Would you find each line in the entries below with the string "stripe" and copy it?

### Extracted records
»»

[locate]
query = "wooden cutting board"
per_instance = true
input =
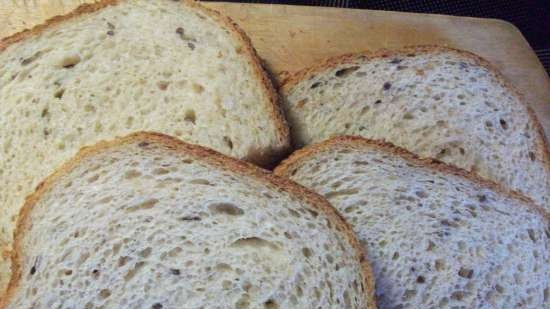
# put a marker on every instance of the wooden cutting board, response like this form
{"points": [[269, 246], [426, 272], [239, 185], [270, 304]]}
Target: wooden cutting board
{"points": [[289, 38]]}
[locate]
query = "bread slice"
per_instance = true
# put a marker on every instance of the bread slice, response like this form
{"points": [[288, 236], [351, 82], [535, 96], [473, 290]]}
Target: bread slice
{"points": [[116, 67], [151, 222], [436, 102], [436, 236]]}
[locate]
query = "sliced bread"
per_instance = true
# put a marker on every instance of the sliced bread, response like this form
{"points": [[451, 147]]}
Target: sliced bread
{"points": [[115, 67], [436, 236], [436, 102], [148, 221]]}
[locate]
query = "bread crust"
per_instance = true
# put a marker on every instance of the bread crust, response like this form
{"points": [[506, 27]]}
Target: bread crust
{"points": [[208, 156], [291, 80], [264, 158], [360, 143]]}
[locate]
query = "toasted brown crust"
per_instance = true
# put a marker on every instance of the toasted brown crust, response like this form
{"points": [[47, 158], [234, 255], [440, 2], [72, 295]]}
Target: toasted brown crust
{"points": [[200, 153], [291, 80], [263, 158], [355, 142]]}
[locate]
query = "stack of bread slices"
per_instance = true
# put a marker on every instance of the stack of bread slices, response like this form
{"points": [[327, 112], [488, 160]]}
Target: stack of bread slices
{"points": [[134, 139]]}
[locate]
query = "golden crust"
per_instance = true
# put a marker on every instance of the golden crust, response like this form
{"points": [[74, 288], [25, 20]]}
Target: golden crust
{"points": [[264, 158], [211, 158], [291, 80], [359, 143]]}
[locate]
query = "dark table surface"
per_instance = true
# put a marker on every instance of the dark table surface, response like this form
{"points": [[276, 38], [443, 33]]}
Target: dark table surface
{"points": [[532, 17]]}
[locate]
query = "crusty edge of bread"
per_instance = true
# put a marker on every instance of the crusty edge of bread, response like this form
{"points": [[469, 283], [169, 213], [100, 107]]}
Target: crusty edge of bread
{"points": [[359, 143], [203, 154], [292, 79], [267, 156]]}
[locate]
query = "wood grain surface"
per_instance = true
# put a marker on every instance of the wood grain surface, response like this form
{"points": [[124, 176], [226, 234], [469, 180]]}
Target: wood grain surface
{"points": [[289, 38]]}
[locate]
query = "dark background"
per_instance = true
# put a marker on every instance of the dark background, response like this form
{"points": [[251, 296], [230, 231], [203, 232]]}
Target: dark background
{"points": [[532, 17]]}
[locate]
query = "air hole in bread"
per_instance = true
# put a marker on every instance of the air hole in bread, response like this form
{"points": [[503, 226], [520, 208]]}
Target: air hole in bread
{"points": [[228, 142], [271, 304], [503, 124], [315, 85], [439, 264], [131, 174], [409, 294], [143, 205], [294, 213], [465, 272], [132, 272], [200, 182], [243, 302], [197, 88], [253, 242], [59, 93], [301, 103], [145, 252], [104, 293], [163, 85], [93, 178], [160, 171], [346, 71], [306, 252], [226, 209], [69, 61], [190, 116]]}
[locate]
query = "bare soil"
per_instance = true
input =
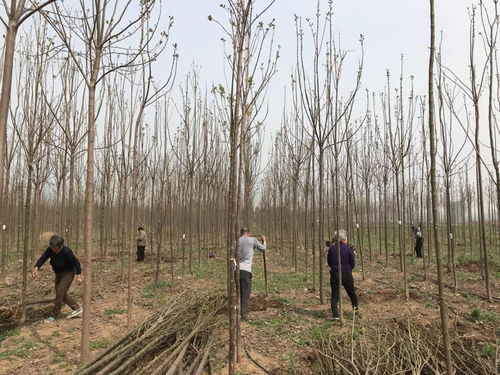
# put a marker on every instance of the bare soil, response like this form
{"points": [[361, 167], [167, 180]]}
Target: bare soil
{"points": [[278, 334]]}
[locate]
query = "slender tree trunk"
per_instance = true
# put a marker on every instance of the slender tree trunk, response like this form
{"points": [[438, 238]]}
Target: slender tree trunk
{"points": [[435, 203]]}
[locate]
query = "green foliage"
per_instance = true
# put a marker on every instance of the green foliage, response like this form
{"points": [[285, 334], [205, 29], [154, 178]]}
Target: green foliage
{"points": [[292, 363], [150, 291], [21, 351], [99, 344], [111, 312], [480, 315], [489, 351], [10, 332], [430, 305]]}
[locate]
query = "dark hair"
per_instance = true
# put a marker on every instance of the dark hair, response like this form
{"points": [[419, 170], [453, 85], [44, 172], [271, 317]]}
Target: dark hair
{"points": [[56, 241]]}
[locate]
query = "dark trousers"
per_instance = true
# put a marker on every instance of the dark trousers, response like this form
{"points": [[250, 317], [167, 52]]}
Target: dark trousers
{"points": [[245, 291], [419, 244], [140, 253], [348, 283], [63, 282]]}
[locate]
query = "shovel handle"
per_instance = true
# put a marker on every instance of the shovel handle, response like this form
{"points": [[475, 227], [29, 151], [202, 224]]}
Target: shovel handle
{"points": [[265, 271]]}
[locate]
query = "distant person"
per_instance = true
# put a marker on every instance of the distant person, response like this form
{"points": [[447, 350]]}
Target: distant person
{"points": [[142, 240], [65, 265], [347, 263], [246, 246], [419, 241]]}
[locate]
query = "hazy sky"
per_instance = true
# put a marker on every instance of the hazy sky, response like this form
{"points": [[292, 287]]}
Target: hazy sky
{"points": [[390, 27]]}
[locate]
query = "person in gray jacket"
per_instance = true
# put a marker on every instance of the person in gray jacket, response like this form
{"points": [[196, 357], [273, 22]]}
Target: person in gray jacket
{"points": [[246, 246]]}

««
»»

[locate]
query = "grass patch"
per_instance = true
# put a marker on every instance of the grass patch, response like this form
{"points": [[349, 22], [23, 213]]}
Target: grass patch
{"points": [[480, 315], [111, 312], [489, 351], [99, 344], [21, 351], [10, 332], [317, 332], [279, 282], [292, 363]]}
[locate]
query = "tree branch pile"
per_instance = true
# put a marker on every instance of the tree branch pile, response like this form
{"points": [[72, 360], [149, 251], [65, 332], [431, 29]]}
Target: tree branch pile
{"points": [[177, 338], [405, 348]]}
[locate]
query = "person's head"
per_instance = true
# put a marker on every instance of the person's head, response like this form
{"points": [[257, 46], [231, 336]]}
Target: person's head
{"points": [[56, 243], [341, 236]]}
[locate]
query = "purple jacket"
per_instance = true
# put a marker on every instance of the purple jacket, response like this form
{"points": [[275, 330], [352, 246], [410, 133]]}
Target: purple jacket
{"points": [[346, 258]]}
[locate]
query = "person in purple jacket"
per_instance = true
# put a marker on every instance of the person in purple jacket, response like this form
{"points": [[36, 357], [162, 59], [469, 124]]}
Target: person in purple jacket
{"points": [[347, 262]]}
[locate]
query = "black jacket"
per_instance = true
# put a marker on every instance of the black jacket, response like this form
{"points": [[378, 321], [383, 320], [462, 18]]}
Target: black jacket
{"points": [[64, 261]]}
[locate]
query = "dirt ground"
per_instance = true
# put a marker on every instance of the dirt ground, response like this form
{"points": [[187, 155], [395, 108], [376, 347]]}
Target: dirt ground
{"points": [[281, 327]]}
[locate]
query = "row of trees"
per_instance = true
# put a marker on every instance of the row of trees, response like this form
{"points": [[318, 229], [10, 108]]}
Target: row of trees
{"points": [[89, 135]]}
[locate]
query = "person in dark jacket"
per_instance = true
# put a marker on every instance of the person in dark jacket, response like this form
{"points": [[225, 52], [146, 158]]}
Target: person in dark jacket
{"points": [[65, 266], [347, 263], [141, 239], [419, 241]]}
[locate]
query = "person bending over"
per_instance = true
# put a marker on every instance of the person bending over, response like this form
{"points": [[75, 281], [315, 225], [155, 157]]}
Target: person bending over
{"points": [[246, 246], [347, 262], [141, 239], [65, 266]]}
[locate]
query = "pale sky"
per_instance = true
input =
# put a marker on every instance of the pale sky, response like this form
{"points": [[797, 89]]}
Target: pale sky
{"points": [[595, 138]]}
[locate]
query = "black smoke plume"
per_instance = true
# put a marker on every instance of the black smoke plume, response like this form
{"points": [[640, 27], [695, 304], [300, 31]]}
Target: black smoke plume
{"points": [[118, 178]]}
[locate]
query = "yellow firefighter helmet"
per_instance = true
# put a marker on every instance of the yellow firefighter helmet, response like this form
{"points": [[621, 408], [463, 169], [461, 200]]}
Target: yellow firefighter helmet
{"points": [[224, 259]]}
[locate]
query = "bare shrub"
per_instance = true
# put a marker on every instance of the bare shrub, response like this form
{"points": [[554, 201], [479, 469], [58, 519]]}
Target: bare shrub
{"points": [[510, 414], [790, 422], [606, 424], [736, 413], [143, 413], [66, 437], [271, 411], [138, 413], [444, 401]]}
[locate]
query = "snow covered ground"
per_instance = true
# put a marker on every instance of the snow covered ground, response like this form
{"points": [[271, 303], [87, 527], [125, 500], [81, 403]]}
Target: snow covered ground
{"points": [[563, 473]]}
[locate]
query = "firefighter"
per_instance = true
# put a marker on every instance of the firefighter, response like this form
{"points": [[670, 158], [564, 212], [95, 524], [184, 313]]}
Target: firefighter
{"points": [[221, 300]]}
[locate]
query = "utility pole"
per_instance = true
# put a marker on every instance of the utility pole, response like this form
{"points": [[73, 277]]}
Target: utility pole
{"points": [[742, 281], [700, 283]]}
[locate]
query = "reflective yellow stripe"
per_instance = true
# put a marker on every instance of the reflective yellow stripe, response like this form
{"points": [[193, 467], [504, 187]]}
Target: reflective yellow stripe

««
»»

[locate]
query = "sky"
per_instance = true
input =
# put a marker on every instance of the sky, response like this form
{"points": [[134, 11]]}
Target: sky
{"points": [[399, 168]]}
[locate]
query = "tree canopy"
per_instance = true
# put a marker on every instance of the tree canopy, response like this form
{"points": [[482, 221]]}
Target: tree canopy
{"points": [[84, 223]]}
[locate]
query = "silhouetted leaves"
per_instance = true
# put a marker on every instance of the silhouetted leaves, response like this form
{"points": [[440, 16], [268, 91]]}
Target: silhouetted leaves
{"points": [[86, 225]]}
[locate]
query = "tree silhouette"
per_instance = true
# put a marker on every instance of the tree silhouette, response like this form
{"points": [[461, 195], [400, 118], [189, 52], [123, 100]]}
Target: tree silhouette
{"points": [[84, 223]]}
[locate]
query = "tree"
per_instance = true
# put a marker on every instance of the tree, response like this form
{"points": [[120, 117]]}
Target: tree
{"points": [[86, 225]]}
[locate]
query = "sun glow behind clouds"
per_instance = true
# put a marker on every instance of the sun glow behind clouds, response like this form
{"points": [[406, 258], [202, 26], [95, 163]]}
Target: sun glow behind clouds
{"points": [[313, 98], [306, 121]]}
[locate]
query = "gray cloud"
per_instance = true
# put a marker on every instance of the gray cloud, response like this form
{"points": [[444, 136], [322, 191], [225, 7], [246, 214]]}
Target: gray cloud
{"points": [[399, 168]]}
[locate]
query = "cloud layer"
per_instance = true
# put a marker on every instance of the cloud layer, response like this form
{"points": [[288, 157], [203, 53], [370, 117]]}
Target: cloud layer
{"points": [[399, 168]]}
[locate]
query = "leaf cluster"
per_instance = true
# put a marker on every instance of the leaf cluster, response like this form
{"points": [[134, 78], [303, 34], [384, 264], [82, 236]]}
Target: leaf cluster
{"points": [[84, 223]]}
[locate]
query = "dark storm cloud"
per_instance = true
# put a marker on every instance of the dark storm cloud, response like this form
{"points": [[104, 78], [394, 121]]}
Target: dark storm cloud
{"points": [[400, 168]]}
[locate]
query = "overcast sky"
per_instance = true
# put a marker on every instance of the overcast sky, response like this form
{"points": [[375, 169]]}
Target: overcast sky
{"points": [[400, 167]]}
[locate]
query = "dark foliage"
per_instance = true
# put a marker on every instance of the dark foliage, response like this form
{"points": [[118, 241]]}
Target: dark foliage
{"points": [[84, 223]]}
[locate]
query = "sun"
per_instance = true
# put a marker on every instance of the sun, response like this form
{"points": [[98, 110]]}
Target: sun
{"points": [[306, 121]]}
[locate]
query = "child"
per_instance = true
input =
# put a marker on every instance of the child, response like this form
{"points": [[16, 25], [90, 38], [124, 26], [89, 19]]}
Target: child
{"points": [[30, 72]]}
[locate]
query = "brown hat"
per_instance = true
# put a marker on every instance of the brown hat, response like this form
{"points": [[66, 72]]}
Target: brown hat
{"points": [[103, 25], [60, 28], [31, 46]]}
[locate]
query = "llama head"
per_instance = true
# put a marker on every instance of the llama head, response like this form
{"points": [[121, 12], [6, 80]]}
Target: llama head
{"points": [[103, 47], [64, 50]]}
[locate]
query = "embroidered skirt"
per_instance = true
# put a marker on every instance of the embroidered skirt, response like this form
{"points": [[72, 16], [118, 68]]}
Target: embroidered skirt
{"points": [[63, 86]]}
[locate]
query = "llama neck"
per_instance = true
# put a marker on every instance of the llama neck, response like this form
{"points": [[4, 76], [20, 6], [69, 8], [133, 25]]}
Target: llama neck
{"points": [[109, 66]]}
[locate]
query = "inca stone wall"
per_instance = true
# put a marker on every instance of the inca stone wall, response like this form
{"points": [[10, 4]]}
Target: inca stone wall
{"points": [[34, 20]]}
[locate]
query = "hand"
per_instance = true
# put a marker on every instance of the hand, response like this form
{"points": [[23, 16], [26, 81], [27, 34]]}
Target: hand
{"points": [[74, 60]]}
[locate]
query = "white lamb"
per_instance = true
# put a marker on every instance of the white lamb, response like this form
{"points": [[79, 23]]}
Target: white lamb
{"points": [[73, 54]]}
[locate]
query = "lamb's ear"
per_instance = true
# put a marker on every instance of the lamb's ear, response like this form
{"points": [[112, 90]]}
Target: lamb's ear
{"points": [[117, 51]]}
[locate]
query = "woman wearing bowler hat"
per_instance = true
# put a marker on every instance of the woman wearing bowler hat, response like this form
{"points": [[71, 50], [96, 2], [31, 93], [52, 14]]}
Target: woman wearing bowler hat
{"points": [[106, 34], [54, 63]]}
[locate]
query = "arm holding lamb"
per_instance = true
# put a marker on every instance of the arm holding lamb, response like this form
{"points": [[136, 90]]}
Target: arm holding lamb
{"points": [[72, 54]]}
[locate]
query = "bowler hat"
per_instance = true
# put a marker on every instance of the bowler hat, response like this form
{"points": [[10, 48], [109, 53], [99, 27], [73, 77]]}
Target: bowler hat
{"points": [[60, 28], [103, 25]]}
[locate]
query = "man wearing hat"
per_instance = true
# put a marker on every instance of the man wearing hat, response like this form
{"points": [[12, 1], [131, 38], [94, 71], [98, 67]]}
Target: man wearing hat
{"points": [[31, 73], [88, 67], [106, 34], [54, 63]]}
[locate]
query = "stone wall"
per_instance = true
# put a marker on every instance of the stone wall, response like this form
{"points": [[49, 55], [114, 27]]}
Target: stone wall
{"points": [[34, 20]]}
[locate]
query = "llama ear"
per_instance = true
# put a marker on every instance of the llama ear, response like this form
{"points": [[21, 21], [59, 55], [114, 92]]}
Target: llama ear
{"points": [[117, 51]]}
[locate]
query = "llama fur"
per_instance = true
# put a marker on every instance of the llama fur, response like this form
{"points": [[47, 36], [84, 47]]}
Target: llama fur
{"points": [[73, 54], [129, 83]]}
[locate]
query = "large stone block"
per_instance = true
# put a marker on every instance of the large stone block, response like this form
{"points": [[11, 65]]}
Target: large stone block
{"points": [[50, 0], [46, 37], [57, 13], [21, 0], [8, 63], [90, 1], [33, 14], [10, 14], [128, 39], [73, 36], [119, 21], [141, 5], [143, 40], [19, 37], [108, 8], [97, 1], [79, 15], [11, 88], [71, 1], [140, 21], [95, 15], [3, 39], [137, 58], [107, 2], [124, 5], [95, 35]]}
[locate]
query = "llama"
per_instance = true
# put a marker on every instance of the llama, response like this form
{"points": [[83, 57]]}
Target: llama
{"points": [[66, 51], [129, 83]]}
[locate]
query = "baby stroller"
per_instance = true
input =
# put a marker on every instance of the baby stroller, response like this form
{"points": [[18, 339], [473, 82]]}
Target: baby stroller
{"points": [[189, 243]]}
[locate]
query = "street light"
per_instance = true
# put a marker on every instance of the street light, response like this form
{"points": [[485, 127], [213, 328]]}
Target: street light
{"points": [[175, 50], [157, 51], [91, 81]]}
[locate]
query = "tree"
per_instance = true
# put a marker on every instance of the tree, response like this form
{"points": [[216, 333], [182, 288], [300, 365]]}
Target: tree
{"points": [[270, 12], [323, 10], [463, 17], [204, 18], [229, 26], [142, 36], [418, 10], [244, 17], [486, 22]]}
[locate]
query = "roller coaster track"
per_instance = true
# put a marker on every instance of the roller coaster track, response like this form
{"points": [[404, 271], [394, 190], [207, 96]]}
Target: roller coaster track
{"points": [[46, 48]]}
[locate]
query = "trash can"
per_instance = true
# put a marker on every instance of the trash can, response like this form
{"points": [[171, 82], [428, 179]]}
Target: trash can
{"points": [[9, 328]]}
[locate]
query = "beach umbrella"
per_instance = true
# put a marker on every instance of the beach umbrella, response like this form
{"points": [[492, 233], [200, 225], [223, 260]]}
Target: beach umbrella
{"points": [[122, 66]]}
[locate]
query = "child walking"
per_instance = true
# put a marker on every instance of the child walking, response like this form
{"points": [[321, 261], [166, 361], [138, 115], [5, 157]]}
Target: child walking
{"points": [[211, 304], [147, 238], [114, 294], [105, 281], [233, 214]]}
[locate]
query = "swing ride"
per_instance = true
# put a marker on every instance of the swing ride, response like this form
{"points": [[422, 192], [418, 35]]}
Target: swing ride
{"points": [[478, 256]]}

««

### Finished exercise
query = "reflective yellow stripe"
# put a marker on every instance of the reflective yellow stripe, response like this form
Target: reflective yellow stripe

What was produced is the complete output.